--- Start Extract ---
First of all, thanks a lot for your response. Your info indeed helped a lot for making some decisions.

As you rightly stated, it's unclear how long will it take to see the latest books referring to 05/06 ver codes.

I forgot to mention, I am a member of AISC as our employer promoted it. So I could buy the Seismic Design Manual at 50%. Is it worth buying for SE I &amp; II Exams?

Regards,

Genuine_Opinion


----------



## kevo_55 (Nov 3, 2007)

Genuine_Opinion,

No problem at all. I'm just here to share the wealth.

I'm on the fence if you really would need the seismic design manual for the exam. For the Structural I, I didn't even bring a copy of the seismic design provisions. For the Structural II, I used it quite a bit.

If you have the cash and plan on doing a lot of steel structures, then I'd get it. Did you already buy your 13th edition? If not, the bundle would save you a bit more cash.


----------



## Genuine_Opinion (Nov 3, 2007)

kevo_55 said:


> Genuine_Opinion,
> No problem at all. I'm just here to share the wealth.
--- End Extract ---
(Written exercise A):
Answer these questions on the forum thread, one answer per line.
(i) At what discount could Genuine_Opinion buy the Seismic Design Manual?
(ii) For which exam did kevo_55 not bring a copy of the seismic design provisions?
(iii) According to kevo_55, what would save more cash if the 13th edition has not yet been bought?
(Written exercise B):
Repeat word for word the part of the forum thread starting at "I'm on the fence" and ending at "quite a bit.".
--- Start Provided data ---
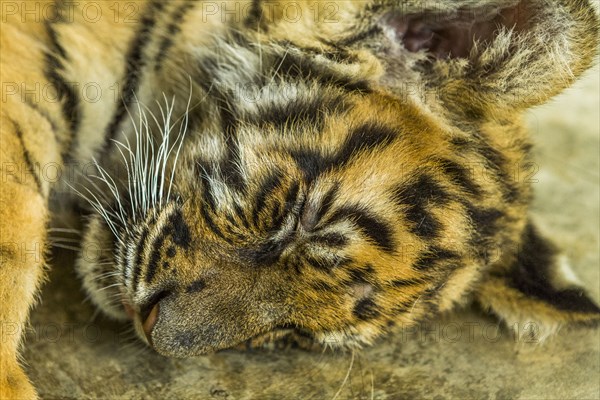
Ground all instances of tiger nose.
[140,290,170,344]
[142,303,160,344]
--- End Provided data ---
(Written reply A):
(i) 50%
(ii) The Structural I
(iii) The bundle

(Written reply B):
I'm on the fence if you really would need the seismic design manual for the exam. For the Structural I, I didn't even bring a copy of the seismic design provisions. For the Structural II, I used it quite a bit.